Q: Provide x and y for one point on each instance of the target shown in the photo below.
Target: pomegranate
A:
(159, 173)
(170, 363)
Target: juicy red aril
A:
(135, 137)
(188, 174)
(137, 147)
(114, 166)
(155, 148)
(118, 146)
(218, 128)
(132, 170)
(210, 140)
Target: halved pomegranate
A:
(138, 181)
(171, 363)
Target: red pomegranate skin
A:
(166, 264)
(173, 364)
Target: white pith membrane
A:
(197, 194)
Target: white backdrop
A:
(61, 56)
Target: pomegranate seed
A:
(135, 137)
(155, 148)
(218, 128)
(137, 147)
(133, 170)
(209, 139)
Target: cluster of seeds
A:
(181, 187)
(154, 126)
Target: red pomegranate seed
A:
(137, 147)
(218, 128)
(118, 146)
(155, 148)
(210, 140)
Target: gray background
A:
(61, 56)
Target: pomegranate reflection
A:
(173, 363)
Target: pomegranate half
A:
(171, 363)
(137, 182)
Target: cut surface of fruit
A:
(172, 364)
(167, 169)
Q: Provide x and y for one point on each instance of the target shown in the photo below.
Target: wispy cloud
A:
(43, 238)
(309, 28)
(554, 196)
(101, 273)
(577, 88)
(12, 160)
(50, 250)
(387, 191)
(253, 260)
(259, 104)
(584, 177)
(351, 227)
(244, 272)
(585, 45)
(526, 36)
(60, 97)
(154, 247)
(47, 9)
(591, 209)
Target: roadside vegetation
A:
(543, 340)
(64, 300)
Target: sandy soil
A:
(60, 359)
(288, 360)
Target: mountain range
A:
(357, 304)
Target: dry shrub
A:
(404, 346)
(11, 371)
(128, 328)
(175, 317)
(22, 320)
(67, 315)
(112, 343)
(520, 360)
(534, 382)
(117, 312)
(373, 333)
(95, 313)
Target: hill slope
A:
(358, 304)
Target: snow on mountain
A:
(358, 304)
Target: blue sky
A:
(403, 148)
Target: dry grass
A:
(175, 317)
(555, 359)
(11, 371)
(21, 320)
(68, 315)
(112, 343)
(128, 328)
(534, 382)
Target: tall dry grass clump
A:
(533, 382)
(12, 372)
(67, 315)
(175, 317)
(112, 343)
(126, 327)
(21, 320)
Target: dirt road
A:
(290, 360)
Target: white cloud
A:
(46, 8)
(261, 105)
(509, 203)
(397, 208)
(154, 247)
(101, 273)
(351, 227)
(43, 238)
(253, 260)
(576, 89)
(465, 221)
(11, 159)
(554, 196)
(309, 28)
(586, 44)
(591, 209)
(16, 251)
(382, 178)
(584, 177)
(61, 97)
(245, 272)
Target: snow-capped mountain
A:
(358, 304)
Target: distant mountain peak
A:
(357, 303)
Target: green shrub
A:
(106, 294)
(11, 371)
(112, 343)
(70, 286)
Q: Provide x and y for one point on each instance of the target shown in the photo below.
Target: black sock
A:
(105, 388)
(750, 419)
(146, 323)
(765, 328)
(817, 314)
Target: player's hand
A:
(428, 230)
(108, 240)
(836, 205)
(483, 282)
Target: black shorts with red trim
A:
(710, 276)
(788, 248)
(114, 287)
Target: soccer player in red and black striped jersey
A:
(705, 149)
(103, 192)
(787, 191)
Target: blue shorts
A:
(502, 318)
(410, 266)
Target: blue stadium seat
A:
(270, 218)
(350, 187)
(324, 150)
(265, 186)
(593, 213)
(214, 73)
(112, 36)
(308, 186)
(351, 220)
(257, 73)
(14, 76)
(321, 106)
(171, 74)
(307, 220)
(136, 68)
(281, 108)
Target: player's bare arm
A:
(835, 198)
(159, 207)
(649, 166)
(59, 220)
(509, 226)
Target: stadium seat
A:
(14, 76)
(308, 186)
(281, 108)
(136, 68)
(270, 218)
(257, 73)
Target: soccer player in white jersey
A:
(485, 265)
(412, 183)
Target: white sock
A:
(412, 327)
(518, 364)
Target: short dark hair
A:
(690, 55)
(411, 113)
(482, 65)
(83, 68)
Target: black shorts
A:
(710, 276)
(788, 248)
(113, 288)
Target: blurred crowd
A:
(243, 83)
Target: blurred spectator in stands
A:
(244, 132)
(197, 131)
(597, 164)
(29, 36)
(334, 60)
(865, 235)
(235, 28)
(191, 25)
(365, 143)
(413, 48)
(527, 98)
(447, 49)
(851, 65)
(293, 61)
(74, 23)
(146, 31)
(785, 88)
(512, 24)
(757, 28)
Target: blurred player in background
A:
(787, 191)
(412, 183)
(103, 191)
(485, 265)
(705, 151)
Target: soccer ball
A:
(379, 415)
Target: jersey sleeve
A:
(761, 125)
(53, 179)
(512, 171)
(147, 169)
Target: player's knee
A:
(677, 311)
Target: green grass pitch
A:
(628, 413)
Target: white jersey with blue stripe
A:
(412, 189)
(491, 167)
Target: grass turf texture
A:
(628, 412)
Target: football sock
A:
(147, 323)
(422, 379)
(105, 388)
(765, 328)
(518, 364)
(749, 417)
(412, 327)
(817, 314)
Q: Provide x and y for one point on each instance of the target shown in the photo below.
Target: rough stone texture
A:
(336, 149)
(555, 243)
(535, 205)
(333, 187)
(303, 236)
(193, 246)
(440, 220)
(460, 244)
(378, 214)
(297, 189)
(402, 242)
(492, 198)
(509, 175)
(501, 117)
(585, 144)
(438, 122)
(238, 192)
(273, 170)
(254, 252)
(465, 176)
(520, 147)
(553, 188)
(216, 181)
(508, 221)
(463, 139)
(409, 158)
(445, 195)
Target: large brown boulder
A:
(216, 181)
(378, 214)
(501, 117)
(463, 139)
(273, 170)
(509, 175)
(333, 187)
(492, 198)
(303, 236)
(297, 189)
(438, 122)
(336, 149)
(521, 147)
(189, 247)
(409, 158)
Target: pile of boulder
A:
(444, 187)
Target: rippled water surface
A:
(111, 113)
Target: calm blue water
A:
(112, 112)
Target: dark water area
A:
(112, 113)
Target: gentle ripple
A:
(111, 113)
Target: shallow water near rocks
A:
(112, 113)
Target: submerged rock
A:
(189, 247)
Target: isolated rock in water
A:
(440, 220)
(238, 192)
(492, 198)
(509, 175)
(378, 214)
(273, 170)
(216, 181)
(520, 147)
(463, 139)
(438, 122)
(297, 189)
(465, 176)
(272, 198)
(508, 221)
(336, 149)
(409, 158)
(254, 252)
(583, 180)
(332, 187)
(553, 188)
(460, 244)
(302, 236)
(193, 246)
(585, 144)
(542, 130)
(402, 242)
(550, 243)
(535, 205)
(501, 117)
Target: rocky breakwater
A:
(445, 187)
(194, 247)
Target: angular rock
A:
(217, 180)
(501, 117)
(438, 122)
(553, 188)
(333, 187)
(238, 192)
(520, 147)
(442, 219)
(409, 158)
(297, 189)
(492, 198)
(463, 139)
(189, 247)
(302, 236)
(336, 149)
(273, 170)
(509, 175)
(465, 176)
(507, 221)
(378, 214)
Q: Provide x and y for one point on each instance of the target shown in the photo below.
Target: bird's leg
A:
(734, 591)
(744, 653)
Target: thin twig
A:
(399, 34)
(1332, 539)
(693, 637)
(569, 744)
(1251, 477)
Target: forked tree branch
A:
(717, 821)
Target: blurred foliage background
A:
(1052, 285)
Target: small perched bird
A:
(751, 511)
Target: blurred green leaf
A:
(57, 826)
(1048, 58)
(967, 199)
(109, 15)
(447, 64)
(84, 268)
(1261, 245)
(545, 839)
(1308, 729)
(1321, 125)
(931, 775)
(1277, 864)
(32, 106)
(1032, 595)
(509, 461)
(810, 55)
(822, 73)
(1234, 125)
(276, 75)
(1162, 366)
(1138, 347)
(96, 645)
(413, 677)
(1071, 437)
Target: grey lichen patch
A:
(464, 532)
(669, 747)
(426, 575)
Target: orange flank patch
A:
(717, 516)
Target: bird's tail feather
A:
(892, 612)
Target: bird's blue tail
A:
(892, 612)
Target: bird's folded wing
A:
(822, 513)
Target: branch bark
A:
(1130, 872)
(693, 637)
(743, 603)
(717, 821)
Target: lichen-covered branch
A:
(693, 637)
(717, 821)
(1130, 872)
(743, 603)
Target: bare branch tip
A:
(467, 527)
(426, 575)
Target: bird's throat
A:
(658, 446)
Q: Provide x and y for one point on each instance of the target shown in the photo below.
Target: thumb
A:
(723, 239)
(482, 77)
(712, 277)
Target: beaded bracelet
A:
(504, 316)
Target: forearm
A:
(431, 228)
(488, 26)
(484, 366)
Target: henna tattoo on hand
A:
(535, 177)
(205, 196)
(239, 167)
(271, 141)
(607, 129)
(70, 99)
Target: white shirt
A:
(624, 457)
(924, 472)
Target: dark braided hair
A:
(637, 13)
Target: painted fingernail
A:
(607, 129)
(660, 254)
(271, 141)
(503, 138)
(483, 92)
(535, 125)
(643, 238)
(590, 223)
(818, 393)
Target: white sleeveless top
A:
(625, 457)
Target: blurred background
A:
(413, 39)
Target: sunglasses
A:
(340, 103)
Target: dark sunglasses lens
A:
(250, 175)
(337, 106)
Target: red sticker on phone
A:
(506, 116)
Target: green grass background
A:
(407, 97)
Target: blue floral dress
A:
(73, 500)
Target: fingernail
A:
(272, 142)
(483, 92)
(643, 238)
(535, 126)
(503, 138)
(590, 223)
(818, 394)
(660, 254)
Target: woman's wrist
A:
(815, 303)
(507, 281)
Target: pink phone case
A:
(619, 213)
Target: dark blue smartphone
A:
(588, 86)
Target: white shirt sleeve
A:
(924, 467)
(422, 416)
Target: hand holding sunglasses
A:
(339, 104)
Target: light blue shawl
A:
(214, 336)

_Aim of the exercise_
Rewrite the records from the line with "Target: pink phone case" through the last line of the records, changing "shawl" to "scarf" and leaving everything else as it stands.

_Expected answer_
Target: pink phone case
A:
(619, 213)
Target: dark blue smartphone
A:
(588, 86)
Target: white shirt sleeve
A:
(924, 467)
(422, 416)
Target: hand holding sunglasses
A:
(339, 104)
Target: light blue scarf
A:
(214, 336)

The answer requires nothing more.